* _EXERCISE DIRECTIONS_
Reproduce every entry exactly as shown.

***** MATERIAL TO PROCESS *****

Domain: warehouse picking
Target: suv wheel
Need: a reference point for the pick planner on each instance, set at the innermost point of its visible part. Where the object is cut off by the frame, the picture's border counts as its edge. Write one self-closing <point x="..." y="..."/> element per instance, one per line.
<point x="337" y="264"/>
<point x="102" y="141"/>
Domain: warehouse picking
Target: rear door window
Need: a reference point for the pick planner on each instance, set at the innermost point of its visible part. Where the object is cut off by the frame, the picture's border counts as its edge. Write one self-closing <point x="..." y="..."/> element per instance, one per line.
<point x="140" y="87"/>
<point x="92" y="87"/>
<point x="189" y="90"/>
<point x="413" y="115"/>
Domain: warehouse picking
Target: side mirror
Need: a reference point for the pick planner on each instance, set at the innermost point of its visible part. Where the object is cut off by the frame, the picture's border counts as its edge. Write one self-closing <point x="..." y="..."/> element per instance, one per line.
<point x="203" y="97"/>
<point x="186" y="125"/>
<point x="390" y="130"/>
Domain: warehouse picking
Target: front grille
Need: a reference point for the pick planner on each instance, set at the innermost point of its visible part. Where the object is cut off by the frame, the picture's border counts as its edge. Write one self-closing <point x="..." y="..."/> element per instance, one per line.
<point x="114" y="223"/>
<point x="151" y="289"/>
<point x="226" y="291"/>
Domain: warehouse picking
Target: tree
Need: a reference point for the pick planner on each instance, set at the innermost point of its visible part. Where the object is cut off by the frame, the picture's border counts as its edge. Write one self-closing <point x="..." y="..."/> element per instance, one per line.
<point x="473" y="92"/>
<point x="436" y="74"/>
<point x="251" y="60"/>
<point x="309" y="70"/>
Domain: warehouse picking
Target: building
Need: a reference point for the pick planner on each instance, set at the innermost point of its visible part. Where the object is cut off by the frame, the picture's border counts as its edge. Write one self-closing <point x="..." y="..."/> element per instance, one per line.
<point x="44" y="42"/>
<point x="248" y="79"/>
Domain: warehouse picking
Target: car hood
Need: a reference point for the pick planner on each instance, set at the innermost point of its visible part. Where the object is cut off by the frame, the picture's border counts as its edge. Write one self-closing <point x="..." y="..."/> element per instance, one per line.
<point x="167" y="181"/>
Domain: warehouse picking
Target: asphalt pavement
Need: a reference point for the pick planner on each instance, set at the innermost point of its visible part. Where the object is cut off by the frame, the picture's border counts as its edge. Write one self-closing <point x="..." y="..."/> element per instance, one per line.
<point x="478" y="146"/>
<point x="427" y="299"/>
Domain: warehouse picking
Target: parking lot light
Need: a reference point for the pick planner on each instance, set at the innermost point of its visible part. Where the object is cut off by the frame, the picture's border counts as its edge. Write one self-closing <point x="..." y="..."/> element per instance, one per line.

*****

* _EXERCISE OUTPUT_
Domain: warehouse picking
Target: suv wheel
Need: a reference point for the pick planner on each instance, set at the innermost point of its visible part. Where the object is cut off by the frame, the picture's border counts as its edge. Write one self-closing <point x="..." y="..."/> element per instance, one per line.
<point x="337" y="264"/>
<point x="102" y="141"/>
Domain: warehouse picking
Target: rear door window
Need: a reference point for the pick planner on each instance, set at the innermost point of its visible part. Where the object is cut off by the frame, the picture's border counts as its edge. Write one self-closing <point x="..." y="..."/> element per instance, one per line.
<point x="140" y="87"/>
<point x="92" y="87"/>
<point x="189" y="90"/>
<point x="413" y="115"/>
Domain: warehouse picking
Target: side mirror
Need: a reference point for the pick planner on each instance, set at the innermost point of its visible part. Where the object is cut off by the frame, the picture's border counts as its edge. Write one self-closing <point x="..." y="..."/> element per instance, one per line.
<point x="203" y="97"/>
<point x="186" y="125"/>
<point x="390" y="130"/>
Domain: warehouse picking
Target: front grille
Need: a reference point for the pick planner on each instance, set at the innermost point of its visible part. Where the object is cut off by the frame, the picture's border counts as its edge. Write one self-closing <point x="..." y="..."/> element per instance, one per line.
<point x="114" y="223"/>
<point x="151" y="289"/>
<point x="226" y="291"/>
Domain: warehouse picking
Target: tree
Need: a reference point for the pick planner on each instance, set at the innermost point of its visible part. Where the object is cut off by the frame, the picture's border counts as its edge. Write one self-closing <point x="..." y="..."/> element per instance, one per line.
<point x="473" y="92"/>
<point x="436" y="74"/>
<point x="251" y="60"/>
<point x="309" y="70"/>
Domain: warehouse picking
Target: building
Need: a reference point for the pick planner on each instance, set at the innermost point of its visible part. Where the object is cut off by the frame, the picture's border counts as its edge. Write one self-closing <point x="..." y="..."/> element per instance, one per line.
<point x="44" y="42"/>
<point x="248" y="79"/>
Domain: warehouse picking
Target: car hood
Need: a reference point for the pick planner on each instance, set at the innermost point of its visible part. Where the object is cut off by the frame, the picture's border counts as its edge. Write one self-closing <point x="..." y="..."/> element per instance, one per line.
<point x="167" y="181"/>
Domain: warehouse picking
Target: asphalt pavement
Need: a reference point for the pick planner on each instance, set at the innermost point of its visible part. Where the object is cut off by the frame, the picture's border counts as its edge. Write one self-closing <point x="..." y="..."/> element per instance, one per line.
<point x="478" y="146"/>
<point x="427" y="299"/>
Domain: warehouse picking
Target: parking lot light
Need: a reference point for the pick planner on each instance, set at the innermost point of its visible part. Where the object is cut off by the frame, the picture's border counts as its edge. Write one self-closing <point x="..." y="..."/> element per instance, one per line.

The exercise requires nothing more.